- LISTED RECORDS -
Start

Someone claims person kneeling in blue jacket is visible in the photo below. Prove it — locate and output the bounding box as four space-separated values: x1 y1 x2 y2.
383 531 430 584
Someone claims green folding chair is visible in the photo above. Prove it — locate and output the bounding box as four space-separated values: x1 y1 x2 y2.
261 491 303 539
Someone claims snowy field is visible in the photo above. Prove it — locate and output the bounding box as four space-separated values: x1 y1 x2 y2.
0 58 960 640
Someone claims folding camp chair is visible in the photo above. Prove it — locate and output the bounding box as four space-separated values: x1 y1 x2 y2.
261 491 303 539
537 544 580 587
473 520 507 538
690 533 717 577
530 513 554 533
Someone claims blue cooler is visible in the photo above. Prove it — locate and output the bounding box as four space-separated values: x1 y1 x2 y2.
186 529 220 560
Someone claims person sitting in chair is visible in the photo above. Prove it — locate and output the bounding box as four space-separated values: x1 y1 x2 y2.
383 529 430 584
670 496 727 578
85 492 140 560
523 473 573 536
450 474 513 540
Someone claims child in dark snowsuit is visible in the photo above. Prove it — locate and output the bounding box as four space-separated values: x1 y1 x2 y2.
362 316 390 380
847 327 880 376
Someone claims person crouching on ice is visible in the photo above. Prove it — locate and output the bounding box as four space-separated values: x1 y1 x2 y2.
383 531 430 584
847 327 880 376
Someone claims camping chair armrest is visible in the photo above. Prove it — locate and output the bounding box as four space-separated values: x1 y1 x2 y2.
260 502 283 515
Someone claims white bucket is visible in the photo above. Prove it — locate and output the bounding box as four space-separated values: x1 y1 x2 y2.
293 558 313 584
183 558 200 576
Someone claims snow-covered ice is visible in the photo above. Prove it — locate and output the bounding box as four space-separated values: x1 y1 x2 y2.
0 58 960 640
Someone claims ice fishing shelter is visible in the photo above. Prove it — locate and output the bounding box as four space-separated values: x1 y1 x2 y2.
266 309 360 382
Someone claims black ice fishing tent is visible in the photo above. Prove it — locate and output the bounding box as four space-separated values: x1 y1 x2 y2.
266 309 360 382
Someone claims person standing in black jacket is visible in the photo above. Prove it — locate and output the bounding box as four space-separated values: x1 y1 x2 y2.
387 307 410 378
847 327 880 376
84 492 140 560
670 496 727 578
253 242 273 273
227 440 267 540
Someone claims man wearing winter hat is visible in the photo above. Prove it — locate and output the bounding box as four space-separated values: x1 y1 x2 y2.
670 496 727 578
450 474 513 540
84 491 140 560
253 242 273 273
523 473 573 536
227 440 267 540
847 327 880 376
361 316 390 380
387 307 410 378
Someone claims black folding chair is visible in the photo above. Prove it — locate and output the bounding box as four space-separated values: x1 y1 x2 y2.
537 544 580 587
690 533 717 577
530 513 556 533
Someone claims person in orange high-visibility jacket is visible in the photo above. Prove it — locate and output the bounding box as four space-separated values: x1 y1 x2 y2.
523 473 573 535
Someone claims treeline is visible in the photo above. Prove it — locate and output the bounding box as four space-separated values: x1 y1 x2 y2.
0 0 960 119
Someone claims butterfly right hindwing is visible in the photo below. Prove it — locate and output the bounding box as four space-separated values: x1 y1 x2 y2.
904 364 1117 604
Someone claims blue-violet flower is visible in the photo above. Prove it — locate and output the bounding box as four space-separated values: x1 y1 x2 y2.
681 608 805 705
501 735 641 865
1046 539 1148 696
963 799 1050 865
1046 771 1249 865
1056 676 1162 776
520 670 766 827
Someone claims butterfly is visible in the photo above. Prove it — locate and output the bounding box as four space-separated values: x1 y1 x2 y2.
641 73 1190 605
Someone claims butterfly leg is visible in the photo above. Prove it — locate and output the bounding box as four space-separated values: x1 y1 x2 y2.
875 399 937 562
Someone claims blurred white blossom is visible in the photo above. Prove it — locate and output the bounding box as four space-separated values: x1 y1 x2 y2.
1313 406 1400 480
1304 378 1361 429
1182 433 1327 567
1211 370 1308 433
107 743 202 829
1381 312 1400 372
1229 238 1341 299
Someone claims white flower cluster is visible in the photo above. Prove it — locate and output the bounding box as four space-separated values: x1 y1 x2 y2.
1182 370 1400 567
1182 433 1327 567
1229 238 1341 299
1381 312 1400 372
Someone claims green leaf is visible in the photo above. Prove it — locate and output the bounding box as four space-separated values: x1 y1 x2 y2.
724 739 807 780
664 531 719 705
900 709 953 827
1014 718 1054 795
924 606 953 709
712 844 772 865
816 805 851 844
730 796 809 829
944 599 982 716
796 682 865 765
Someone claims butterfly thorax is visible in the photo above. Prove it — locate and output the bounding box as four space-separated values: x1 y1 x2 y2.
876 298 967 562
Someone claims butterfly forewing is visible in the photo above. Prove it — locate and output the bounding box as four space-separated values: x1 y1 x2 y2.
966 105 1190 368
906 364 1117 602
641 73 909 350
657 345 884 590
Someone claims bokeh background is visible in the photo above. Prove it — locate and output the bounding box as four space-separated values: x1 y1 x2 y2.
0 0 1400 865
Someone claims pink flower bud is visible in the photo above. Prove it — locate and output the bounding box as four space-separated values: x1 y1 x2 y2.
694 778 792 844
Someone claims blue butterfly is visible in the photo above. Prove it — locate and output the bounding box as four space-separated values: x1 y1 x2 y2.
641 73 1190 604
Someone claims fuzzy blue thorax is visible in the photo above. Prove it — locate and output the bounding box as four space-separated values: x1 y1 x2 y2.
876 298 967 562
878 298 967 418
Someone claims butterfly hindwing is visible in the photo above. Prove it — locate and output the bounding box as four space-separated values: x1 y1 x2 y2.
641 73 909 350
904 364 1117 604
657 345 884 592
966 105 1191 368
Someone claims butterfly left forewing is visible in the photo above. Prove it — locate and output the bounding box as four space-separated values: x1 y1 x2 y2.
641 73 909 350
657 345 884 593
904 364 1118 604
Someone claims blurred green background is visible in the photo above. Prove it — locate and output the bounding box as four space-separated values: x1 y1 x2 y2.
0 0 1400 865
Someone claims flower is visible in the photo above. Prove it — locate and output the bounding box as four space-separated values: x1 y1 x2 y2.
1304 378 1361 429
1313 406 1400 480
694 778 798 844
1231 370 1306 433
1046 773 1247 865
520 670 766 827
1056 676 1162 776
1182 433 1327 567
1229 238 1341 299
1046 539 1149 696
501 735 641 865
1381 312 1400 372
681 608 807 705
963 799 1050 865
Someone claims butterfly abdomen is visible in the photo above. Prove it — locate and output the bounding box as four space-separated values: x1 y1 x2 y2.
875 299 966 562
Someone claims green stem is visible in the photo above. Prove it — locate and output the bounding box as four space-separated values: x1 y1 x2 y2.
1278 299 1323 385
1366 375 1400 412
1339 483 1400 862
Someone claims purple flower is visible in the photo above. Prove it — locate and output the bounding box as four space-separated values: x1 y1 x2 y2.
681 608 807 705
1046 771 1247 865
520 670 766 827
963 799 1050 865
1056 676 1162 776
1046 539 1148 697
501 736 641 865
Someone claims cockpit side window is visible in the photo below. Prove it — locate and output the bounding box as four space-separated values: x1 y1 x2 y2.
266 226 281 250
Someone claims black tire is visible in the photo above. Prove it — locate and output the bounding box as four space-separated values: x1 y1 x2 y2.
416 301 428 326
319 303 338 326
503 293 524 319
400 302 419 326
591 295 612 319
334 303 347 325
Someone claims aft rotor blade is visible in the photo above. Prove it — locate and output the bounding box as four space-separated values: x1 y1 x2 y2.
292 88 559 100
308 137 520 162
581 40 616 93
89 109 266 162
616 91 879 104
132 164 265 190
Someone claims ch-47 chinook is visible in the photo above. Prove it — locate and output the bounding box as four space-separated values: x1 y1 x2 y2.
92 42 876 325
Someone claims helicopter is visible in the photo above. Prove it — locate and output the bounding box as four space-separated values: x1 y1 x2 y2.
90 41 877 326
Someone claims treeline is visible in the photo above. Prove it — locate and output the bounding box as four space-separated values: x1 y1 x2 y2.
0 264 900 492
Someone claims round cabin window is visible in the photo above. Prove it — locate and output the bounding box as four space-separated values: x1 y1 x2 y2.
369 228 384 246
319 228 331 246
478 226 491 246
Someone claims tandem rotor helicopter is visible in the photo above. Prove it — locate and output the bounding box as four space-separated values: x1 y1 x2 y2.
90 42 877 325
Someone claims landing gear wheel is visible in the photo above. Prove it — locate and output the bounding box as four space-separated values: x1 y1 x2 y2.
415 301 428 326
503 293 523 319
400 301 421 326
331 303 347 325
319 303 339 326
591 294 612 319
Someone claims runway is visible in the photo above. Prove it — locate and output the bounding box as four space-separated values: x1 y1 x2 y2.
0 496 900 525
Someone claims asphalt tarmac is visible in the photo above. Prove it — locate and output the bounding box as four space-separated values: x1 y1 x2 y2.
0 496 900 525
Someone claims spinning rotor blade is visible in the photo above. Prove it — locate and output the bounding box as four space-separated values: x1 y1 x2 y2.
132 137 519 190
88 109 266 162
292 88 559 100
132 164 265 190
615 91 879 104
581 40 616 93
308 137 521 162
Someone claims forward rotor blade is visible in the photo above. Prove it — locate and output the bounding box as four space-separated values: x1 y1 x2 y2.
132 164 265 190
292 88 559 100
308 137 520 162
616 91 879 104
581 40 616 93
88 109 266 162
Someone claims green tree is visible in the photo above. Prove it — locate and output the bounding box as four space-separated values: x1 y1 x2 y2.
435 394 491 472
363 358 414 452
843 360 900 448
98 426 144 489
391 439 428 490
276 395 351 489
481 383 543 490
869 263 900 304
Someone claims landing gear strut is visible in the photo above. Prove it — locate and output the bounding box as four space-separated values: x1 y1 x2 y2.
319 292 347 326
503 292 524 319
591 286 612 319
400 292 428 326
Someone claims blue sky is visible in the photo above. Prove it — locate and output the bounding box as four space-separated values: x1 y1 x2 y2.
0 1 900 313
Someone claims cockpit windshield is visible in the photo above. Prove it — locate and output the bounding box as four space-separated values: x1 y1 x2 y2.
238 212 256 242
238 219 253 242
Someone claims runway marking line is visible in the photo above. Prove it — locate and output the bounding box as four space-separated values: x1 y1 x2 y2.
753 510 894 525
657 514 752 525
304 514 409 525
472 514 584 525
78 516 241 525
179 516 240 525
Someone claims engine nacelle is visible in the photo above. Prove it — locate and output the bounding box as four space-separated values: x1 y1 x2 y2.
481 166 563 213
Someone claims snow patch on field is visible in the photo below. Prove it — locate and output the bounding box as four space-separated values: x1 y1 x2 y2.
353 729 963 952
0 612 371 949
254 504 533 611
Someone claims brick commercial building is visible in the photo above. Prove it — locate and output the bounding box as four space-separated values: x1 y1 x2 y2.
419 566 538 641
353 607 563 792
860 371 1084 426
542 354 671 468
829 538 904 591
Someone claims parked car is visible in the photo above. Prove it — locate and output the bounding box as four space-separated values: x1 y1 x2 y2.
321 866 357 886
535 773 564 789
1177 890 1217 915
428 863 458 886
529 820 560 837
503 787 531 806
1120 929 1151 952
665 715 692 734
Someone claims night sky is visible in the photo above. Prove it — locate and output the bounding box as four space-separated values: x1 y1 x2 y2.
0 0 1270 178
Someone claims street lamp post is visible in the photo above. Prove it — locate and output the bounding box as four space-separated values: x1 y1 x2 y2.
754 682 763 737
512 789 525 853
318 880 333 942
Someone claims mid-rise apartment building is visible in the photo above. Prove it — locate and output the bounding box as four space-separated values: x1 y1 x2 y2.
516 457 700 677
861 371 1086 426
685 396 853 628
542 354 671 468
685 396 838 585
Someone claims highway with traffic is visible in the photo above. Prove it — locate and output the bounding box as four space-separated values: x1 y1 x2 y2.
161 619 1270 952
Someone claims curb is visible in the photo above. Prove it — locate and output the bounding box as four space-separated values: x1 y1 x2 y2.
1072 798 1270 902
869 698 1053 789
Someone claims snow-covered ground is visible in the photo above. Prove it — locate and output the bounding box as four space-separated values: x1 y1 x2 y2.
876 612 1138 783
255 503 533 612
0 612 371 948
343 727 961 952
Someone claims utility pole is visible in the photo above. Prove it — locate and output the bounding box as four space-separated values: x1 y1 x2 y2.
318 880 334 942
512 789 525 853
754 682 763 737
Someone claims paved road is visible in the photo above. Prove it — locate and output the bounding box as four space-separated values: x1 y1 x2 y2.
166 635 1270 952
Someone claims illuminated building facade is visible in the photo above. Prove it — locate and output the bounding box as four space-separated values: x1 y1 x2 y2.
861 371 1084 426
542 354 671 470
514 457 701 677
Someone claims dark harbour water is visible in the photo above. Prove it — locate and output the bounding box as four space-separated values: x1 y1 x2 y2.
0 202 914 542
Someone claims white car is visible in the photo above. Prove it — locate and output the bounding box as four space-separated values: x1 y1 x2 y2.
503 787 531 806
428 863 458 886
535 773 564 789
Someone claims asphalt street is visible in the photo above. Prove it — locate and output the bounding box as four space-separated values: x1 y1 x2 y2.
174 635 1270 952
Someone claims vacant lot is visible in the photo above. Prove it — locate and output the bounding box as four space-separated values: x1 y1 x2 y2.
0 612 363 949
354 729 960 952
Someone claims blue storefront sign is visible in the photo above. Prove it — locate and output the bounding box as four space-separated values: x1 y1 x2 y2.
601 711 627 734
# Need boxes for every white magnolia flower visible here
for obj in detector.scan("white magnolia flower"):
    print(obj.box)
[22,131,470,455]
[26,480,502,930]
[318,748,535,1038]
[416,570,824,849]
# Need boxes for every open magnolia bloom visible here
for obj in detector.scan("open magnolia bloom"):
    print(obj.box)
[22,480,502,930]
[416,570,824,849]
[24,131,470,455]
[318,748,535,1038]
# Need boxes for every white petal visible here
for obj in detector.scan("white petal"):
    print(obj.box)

End

- TASK TO COMPLETE -
Rewrite the material, starting at the line that contains "Someone claims fuzzy" and stopping after the line that contains "501 736 641 865". Copy every line, with the requests unchanged, but multiply each bounding-box coordinate by 0.95 and round it to the nearest whole number, with halves rounded up.

- COMPLETED TASK -
Someone claims fuzzy blue thorax is visible in the photo above. Prove it — locate and output the bounding box as four space-separated values: x1 y1 x2 y2.
832 283 919 534
834 283 919 397
Someone claims butterfly hindwing is visible in the photo above. Prove it — locate and output the bounding box as four space-separated values: x1 y1 x2 y2.
609 69 864 333
859 346 1061 574
624 328 840 562
918 100 1131 350
Someone claims butterfly left forewing is visible in the photo above. Prove it — locate and output the bounding box as four space-separated values: x1 y1 x2 y2.
609 69 864 333
624 328 840 563
859 346 1062 574
Someone claims blurred green background is visible in the photo above. Prove it — locate and output the bounding box as four space-separated values: x1 y1 x2 y2.
0 0 1330 822
Someone claims flower is visible in the photo above. Prove it — locate and output the bounding box as four space-separated values: x1 y1 x2 y2.
1239 359 1293 408
1247 386 1330 456
659 739 758 802
1169 352 1241 411
994 734 1185 822
494 637 728 786
1003 642 1104 737
1123 411 1261 539
1168 226 1274 284
994 512 1092 661
476 698 609 822
1312 296 1330 353
647 578 767 670
915 759 998 822
Someone claims butterfly abdomen is visible in the photo above. Prove it — locate and output the bounding box as four space-separated values: x1 y1 x2 y2.
831 284 918 534
Someone claims green stem is visible in the photo above. Prove it — locate and output the bounding box as four space-separated values: x1 y1 x2 y2.
1214 284 1257 366
1298 356 1330 391
1272 459 1330 819
Someone claims purple flower is visible in the photo above. Prove it — locate and output the bounding box as four space-separated values: x1 y1 x2 y2.
647 578 767 670
994 732 1185 822
494 637 728 786
915 759 998 822
1003 642 1104 737
994 512 1091 662
476 699 609 822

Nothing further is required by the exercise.